The problem:
Reproduce the listing below from its first line through the line holding "x=789 y=225", inclusive. Offset every coordinate in the answers by -53, and leave all other lines and numbers unchanged.

The input:
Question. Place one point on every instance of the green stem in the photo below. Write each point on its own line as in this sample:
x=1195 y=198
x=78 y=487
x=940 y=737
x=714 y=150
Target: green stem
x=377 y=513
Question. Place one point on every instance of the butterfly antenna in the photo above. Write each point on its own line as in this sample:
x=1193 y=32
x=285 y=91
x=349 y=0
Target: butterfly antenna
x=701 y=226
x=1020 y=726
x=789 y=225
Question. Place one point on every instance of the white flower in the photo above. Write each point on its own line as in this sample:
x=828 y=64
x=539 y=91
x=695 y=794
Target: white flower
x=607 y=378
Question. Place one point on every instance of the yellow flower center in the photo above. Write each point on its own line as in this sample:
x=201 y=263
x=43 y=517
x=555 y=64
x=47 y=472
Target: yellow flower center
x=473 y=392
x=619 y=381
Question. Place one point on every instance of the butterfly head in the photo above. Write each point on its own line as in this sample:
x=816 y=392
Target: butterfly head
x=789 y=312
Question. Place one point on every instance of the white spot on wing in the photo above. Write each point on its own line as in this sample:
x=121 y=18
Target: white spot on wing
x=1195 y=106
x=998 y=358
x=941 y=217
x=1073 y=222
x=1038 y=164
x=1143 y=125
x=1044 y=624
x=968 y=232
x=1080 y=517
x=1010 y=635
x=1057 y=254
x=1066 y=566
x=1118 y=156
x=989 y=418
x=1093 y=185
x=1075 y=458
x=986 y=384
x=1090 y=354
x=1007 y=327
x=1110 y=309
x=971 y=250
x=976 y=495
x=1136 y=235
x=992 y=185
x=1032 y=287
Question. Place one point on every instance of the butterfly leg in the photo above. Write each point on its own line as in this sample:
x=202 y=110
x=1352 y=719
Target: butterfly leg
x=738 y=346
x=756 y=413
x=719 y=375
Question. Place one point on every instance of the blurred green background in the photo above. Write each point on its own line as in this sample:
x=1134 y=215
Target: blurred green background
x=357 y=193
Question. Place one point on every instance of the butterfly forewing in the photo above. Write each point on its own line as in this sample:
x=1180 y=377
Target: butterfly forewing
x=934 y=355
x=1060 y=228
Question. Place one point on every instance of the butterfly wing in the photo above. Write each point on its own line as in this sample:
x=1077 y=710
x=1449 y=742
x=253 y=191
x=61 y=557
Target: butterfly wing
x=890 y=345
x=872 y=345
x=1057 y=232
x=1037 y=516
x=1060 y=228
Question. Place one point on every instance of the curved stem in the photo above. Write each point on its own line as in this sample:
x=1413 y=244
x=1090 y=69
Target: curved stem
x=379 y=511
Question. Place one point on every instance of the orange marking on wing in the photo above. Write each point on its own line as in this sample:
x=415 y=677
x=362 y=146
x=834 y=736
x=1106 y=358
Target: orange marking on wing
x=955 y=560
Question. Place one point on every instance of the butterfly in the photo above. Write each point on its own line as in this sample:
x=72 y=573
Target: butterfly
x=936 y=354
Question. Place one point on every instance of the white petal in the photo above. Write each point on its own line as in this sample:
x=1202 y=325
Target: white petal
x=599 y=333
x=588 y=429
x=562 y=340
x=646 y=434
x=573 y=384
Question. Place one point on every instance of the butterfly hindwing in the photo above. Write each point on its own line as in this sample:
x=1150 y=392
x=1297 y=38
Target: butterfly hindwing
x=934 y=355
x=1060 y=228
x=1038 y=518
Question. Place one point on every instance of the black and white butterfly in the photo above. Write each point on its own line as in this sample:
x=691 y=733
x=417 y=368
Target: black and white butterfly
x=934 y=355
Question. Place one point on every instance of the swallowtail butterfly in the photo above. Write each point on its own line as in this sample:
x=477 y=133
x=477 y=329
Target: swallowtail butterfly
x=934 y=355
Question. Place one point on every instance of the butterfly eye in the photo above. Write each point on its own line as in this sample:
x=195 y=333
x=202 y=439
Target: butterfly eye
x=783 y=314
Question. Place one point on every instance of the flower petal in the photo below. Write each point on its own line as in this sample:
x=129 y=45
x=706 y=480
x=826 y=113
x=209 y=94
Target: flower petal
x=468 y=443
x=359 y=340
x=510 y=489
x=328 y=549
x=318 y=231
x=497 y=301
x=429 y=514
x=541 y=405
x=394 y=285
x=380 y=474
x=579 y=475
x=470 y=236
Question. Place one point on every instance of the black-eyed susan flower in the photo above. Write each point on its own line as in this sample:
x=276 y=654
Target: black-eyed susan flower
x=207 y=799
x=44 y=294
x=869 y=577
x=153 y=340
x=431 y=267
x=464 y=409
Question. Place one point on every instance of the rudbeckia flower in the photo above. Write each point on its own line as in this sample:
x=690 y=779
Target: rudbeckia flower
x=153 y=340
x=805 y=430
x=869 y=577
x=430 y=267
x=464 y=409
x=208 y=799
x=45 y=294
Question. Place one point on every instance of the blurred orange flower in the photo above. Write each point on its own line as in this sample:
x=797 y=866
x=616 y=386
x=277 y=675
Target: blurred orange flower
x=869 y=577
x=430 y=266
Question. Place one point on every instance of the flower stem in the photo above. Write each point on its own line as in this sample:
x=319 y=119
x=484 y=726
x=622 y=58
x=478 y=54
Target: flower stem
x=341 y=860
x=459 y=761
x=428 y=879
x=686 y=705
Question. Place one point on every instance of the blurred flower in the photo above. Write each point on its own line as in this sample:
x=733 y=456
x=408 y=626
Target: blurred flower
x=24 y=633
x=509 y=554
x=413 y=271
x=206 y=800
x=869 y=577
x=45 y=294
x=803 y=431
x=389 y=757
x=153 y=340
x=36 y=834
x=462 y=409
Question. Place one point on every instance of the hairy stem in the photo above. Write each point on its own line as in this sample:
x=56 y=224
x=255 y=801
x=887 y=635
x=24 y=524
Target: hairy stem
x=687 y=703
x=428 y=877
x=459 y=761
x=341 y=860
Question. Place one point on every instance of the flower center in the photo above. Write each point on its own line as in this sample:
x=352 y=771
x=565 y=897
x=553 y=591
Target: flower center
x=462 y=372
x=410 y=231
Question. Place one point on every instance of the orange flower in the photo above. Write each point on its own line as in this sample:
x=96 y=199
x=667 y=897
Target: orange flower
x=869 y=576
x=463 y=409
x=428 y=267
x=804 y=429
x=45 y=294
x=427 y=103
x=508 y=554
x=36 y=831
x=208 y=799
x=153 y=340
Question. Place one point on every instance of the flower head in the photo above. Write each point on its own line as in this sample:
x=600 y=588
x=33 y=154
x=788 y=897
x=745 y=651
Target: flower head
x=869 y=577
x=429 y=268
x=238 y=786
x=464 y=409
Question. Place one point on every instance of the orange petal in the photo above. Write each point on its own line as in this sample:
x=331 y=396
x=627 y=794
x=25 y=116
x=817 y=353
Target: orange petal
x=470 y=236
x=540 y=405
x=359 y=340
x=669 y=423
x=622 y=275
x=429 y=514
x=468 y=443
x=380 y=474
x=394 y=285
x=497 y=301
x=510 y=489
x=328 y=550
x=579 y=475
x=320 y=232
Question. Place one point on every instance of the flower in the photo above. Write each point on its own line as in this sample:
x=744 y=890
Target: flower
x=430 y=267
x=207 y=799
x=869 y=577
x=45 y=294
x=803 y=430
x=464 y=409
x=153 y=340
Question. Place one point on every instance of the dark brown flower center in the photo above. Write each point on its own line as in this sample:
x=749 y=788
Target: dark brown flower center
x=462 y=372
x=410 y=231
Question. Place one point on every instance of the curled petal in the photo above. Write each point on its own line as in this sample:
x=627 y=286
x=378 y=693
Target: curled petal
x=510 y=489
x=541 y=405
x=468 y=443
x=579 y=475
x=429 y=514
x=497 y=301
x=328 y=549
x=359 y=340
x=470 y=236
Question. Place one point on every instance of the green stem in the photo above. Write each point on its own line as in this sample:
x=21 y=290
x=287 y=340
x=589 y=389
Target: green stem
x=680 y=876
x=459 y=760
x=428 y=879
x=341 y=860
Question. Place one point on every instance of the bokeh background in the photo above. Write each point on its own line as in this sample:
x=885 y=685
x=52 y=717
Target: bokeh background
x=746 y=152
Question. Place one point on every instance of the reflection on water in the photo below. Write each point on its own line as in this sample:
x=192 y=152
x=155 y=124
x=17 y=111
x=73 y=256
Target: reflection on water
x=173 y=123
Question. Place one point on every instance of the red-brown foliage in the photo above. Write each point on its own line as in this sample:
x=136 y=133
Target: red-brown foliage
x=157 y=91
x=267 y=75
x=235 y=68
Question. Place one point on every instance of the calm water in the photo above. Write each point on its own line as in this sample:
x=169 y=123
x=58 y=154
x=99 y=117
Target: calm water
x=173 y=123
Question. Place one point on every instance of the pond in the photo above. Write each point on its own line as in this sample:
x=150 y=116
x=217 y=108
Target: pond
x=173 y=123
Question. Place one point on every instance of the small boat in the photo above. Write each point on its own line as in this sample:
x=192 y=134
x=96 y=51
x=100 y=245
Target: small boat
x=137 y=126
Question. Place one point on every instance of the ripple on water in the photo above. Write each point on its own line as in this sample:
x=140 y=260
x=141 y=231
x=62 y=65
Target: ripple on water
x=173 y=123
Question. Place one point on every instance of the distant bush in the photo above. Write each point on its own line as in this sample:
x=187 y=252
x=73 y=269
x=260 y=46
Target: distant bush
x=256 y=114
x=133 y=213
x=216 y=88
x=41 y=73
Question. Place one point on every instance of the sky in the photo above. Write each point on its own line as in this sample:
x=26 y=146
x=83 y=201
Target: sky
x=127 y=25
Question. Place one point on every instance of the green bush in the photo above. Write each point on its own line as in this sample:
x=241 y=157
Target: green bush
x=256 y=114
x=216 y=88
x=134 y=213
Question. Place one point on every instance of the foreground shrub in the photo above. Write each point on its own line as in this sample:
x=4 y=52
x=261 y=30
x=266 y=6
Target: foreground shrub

Completed task:
Question. Place one point on every instance of the green stem in the photo below. Write each point on its own line as in this sample:
x=1195 y=198
x=78 y=487
x=940 y=737
x=714 y=150
Target: green stem
x=324 y=460
Question. Place one point on every instance of the butterfly antenna in the photo above. Write each point on its own line as in this sample:
x=1193 y=32
x=285 y=91
x=349 y=0
Target: butterfly antenna
x=648 y=173
x=967 y=673
x=736 y=172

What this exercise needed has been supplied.